** Begin TASK INPUT **
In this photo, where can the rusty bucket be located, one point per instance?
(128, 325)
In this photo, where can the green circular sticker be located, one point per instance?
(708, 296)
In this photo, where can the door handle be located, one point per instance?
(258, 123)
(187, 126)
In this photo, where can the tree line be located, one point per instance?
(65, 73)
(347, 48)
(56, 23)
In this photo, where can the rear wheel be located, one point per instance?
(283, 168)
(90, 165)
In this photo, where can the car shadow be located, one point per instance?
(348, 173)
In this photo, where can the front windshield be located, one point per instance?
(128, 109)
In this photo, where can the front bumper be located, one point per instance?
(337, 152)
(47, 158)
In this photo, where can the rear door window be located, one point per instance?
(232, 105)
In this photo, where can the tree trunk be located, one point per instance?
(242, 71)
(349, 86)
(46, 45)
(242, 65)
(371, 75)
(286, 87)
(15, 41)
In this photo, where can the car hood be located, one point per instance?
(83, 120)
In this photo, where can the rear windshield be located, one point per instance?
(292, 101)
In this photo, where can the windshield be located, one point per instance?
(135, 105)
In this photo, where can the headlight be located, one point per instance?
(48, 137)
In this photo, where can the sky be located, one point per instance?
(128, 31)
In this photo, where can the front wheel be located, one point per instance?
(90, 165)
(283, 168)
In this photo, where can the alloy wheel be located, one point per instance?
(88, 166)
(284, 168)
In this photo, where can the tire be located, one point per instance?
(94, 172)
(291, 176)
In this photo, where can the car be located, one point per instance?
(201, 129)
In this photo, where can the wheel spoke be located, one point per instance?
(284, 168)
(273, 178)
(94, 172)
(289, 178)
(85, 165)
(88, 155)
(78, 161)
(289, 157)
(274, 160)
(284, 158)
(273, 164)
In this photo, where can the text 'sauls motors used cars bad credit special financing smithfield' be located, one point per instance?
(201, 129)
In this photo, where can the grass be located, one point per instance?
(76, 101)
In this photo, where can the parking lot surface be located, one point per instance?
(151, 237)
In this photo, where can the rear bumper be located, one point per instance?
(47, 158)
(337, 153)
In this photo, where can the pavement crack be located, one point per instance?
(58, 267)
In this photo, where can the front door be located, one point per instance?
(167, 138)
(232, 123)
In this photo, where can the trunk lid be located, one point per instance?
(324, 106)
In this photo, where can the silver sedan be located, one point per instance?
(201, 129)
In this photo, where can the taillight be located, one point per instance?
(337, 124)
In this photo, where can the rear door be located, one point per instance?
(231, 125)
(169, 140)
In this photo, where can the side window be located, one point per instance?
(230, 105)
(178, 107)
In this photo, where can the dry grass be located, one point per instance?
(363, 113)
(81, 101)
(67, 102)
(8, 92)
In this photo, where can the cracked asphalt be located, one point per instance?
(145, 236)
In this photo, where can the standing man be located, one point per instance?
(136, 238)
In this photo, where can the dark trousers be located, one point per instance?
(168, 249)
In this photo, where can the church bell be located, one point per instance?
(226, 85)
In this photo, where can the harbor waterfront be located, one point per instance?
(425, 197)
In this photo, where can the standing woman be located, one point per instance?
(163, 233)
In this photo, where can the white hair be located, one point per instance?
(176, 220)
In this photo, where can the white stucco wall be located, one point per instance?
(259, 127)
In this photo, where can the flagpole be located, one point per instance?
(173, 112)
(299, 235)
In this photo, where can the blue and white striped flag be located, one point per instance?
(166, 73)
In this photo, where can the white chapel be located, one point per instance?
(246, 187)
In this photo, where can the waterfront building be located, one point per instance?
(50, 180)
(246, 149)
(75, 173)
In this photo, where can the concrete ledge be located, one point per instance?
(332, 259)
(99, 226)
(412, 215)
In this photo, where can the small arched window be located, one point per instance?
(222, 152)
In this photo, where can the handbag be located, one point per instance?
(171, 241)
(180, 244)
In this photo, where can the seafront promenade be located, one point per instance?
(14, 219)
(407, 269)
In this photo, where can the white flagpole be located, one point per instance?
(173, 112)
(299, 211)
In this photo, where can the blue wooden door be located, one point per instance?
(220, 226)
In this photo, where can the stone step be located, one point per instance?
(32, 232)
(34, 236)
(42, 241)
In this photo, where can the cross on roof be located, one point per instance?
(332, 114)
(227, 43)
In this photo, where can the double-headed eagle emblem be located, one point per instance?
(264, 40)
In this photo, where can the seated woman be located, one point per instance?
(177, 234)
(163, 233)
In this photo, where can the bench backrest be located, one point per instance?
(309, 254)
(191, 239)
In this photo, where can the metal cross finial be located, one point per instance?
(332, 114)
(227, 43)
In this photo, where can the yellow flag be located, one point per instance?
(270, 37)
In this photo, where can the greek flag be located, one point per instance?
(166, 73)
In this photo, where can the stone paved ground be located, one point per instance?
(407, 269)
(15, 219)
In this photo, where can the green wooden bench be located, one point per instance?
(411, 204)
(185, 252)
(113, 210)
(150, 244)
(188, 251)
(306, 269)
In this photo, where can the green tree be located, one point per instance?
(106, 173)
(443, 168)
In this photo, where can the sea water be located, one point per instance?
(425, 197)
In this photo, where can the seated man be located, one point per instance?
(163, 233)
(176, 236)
** End TASK INPUT **
*WRITTEN PROBLEM*. Starting at the line that contains "In this photo, where can the double-headed" and continuing through the last line of the items above, render each line as an entry in a numbered list, omitting any blank lines.

*RESULT OF THE EXERCISE*.
1. In this photo, where can the double-headed eagle emblem be located, one point per instance?
2. (264, 40)
3. In this photo, where can the seated woman be located, one point per instance?
4. (177, 234)
5. (163, 233)
6. In this photo, where can the bench backrest be located, one point per instance?
7. (309, 254)
8. (191, 239)
9. In this photo, where can the metal cross finial be located, one point per instance?
10. (332, 114)
11. (227, 43)
12. In this photo, where can the yellow flag be located, one point per instance?
13. (270, 37)
14. In this photo, where can the greek flag be located, one point per instance?
15. (166, 73)
16. In this photo, where can the stone paved ground be located, one point per instance?
17. (407, 269)
18. (15, 219)
19. In this photo, where can the green wooden bench be located, one point per instance?
20. (411, 204)
21. (185, 252)
22. (113, 210)
23. (150, 244)
24. (188, 251)
25. (306, 269)
26. In this photo, where can the green tree be located, one point per instance?
27. (106, 173)
28. (443, 168)
29. In this photo, where can the sea water be located, one point per instance?
30. (425, 197)
31. In this photo, where can the seated man be located, one point per instance?
32. (163, 233)
33. (176, 236)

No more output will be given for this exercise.